• _MATERIAL_

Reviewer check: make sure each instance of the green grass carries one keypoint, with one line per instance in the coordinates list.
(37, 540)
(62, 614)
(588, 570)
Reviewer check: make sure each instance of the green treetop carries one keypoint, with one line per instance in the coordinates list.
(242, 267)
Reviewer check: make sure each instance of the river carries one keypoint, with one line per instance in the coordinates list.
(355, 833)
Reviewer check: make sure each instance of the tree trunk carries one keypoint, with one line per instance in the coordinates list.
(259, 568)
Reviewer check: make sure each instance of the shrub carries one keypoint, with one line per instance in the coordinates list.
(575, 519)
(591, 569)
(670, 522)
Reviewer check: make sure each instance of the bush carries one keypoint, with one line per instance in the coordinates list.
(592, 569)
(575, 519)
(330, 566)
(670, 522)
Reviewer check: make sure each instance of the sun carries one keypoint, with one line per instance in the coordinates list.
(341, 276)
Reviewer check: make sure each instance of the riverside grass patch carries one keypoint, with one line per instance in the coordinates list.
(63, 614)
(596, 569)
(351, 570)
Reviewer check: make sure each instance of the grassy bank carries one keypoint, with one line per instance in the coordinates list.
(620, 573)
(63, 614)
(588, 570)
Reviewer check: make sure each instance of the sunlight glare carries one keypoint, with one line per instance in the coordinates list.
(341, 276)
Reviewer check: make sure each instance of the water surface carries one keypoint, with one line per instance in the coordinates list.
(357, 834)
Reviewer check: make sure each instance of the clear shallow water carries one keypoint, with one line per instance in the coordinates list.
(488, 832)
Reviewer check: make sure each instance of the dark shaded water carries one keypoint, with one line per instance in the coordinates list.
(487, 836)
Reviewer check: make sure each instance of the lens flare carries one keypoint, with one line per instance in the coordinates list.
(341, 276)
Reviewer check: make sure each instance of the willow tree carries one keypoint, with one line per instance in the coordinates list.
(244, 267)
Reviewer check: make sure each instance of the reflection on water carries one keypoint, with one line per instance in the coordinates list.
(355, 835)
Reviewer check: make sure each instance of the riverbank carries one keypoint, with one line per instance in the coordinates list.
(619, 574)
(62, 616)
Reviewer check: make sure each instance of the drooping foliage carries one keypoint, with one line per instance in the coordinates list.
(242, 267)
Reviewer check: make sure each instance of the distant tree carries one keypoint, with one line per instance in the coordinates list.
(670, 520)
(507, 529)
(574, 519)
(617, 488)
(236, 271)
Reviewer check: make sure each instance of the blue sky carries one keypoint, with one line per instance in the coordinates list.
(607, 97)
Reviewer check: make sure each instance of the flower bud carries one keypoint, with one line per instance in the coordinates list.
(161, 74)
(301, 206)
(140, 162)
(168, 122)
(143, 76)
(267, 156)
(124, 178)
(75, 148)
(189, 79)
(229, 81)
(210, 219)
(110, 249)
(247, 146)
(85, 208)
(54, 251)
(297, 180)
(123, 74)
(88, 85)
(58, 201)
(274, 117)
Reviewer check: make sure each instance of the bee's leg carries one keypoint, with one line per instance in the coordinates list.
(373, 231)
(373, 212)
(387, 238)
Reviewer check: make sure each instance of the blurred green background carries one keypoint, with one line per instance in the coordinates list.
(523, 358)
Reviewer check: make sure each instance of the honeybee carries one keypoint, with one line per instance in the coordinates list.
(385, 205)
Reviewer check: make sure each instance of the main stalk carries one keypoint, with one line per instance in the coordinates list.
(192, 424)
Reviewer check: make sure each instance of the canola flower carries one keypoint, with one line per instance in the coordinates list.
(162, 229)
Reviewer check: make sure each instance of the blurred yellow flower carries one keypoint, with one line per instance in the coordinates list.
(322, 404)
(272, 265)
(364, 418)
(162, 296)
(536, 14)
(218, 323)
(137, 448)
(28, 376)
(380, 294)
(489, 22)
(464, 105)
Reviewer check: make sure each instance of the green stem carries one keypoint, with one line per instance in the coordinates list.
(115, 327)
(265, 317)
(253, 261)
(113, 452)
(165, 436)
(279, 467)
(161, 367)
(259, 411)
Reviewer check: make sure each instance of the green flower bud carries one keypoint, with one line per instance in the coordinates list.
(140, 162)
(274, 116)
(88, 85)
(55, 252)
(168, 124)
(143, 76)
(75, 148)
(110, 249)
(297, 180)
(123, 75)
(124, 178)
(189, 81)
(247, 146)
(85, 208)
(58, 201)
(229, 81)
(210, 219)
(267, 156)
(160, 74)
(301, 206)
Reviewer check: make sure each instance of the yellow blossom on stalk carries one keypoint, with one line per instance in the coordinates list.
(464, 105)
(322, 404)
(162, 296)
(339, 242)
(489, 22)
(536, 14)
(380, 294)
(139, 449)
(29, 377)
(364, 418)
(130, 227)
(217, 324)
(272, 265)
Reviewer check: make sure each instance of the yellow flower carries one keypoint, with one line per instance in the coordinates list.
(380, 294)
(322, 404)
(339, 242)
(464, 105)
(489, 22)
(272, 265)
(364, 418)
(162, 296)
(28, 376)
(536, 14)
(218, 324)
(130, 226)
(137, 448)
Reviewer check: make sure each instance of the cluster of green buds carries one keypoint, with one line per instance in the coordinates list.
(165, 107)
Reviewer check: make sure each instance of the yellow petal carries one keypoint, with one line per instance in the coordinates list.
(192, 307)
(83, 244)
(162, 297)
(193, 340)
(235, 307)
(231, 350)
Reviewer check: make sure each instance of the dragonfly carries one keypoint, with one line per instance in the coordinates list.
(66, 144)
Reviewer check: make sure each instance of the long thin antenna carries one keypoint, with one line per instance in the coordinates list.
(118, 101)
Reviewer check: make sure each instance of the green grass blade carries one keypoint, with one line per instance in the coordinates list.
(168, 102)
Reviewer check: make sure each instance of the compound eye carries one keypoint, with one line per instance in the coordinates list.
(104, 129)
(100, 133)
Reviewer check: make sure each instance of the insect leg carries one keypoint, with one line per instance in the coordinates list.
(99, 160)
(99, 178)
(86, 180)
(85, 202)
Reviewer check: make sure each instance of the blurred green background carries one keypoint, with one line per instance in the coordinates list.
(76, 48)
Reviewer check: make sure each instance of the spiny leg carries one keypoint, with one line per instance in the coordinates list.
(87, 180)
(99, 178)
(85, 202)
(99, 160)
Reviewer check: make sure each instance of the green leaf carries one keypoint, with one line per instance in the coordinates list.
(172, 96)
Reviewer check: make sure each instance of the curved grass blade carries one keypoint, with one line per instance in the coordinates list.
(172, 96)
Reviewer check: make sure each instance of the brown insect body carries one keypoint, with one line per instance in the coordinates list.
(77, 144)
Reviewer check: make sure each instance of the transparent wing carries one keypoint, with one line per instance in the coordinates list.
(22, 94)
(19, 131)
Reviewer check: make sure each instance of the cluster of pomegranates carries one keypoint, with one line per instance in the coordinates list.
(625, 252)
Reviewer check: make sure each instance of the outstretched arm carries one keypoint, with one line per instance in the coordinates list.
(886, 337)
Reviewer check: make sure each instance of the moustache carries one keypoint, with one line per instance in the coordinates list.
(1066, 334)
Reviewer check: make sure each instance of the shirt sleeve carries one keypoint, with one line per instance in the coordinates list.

• _SET EXERCISE_
Rewrite all of the lines above, swapping each "Reviewer check" for "Quality check" and leaving everything else untouched.

• _PROBLEM SOLUTION_
Quality check: make sure each instance of the green grass carries one keypoint, with one line per instance in the coordinates list.
(37, 540)
(62, 614)
(588, 570)
Quality check: make sure each instance of the green treetop carries one keypoint, with one line per instance in the coordinates list.
(242, 267)
Quality check: make sure each instance of the river carries one keypoint, with one line per instance in the coordinates list.
(355, 833)
Quality check: make sure each instance of the tree trunk carries one keypoint, with one line per instance in the coordinates list.
(259, 568)
Quality check: make sure each instance of the shrub carries one keypoint, with one line per instance in the coordinates list.
(575, 519)
(591, 569)
(670, 522)
Quality check: make sure each instance of the bush carries one keypoint, with one line per instance in the coordinates list.
(592, 569)
(575, 519)
(330, 566)
(670, 522)
Quality check: make sure each instance of the sun carries one keypoint, with one line per instance in the coordinates list.
(341, 276)
Quality check: make sure each instance of the riverside grass patch carries one keypoint, with one line per instance in the coordinates list.
(63, 614)
(596, 569)
(351, 570)
Quality check: make sure each instance of the grassy bank carries one keypoint, with one line per instance in the coordinates list.
(620, 573)
(63, 614)
(588, 570)
Quality check: make sure each instance of the sunlight glare carries one keypoint, with one line per instance in the coordinates list.
(341, 276)
Quality check: make sure each instance of the water surface carries one keypoint, with one line per instance in the coordinates list.
(357, 834)
Quality check: make sure each instance of the clear shallow water carries one keypoint, with one line per instance in the coordinates list.
(488, 832)
Quality check: make sure each instance of the dark shaded water carries one keypoint, with one line per instance in the coordinates list.
(487, 836)
Quality check: make sure each instance of the lens flare carries one keypoint, with one line per instance in the coordinates list.
(341, 276)
Quality check: make sure each instance of the willow tree carries one keypoint, with one line per instance in the coordinates list.
(244, 267)
Quality check: make sure each instance of the reflection on water carries one keypoint, with one line per instance in the coordinates list.
(355, 835)
Quality check: make sure each instance of the riverbank carries one keypoint, with one line per instance in the coordinates list.
(619, 574)
(62, 616)
Quality check: make sure each instance of the drooping foliage carries one keypoint, with one line per instance in the coordinates list.
(242, 267)
Quality check: make sure each instance of the distant tree carries one keypoint, with one line per instance in the coordinates list.
(670, 520)
(507, 529)
(574, 519)
(617, 488)
(236, 271)
Quality check: make sure each instance of the blue sky carries one keypoint, with one line per instance in the coordinates list.
(607, 97)
Quality check: make sure each instance of the flower bud carries one keypoint, with one line per instance in the coordinates list.
(161, 74)
(301, 206)
(140, 162)
(168, 122)
(143, 76)
(267, 156)
(124, 178)
(75, 148)
(189, 79)
(229, 81)
(210, 219)
(110, 249)
(247, 146)
(85, 208)
(54, 251)
(297, 180)
(123, 74)
(88, 85)
(58, 201)
(274, 117)
Quality check: make sure each instance of the bee's leg carries one keypoint, with one line per instance in the coordinates list.
(373, 231)
(373, 212)
(387, 238)
Quality check: make sure each instance of the blurred green background carries one keypoint, with one line per instance in the coordinates list.
(523, 358)
Quality check: make sure each instance of the honeybee carries one keypoint, with one line per instance in the coordinates list.
(385, 205)
Quality check: make sure each instance of the main stalk carries one keypoint, with one line per instance in the coordinates list.
(192, 424)
Quality check: make sure each instance of the canola flower carries one keypoint, with one line per instance in the coordinates list.
(162, 229)
Quality check: make sure each instance of the blurred yellow flower carries one keypoint, with one line per instance in the coordinates list.
(322, 404)
(272, 265)
(364, 418)
(162, 296)
(536, 14)
(218, 323)
(137, 448)
(28, 376)
(380, 294)
(489, 22)
(464, 105)
Quality check: make sure each instance of the green stem carries one keypoint, with one line per instance in the coordinates list.
(115, 327)
(265, 317)
(253, 261)
(113, 452)
(165, 436)
(279, 467)
(161, 367)
(259, 411)
Quality check: make sure each instance of the green flower bud carries one keypoint, with one line per instance in the coordinates list.
(140, 162)
(274, 116)
(88, 85)
(55, 252)
(168, 124)
(143, 76)
(75, 148)
(110, 249)
(297, 180)
(123, 75)
(124, 178)
(189, 81)
(247, 146)
(85, 208)
(58, 201)
(229, 81)
(210, 219)
(267, 156)
(160, 74)
(301, 206)
Quality check: make sure each instance of the yellow blossom on stalk carries one keypoint, with one line per instance in the coordinates list.
(464, 105)
(322, 404)
(162, 296)
(339, 242)
(489, 22)
(536, 14)
(380, 294)
(139, 449)
(29, 377)
(364, 418)
(130, 227)
(217, 324)
(272, 265)
Quality check: make sure each instance of the yellow flower carries one keypoint, with one line per instance in the coordinates list.
(380, 294)
(322, 404)
(339, 242)
(464, 105)
(489, 22)
(272, 265)
(364, 418)
(162, 296)
(28, 376)
(536, 14)
(218, 324)
(130, 226)
(137, 448)
Quality check: make sure each instance of the cluster of green buds carries one keypoint, with one line per instance in the coordinates list.
(165, 107)
Quality check: make sure each instance of the yellow petal carries one keypoint, with one line per instance in the coordinates list.
(192, 307)
(83, 244)
(162, 297)
(193, 340)
(235, 307)
(231, 350)
Quality check: make sure each instance of the dragonfly carries one keypoint, with one line per instance in the coordinates list.
(66, 144)
Quality check: make sure each instance of the long thin antenna carries one keypoint, with one line per instance in the coordinates list.
(118, 101)
Quality check: make sure each instance of the green grass blade carries one keypoint, with one line per instance in the coordinates list.
(168, 102)
Quality check: make sure each instance of the compound eye carries one keypoint, with one line per instance in the coordinates list.
(104, 129)
(100, 133)
Quality check: make sure each instance of the insect leg carries one keypoint, with one line per instance in the coordinates list.
(99, 160)
(99, 178)
(86, 180)
(85, 202)
Quality check: make sure each instance of the blurred green background carries one keypoint, with one line per instance in the coordinates list.
(76, 48)
Quality check: make sure each instance of the spiny leg carries one keypoint, with one line per instance in the coordinates list.
(87, 180)
(99, 178)
(85, 202)
(99, 160)
Quality check: make sure each instance of the green leaf carries one keypoint, with one line per instance in the coordinates list.
(172, 96)
Quality check: make sure each instance of the curved grass blade carries one keypoint, with one line per instance in the coordinates list.
(172, 96)
Quality check: make sure each instance of the brown insect body carries one keypoint, with one line per instance in the coordinates list.
(77, 144)
Quality check: make sure each instance of the transparent wing carries one keypoint, with one line per instance in the coordinates list.
(22, 94)
(19, 131)
Quality check: make sure each instance of the cluster of pomegranates carries one keypoint, with one line per instance in the coordinates list.
(625, 252)
Quality check: make sure each instance of the outstretched arm carries one keypoint, with one line per instance in the coordinates list.
(886, 337)
Quality check: make sure each instance of the moustache carries one keypoint, with one line per instance in the coordinates list.
(1066, 334)
Quality check: make sure each instance of the shirt sleeve carries one keypoint, with one line per instance in the coordinates list.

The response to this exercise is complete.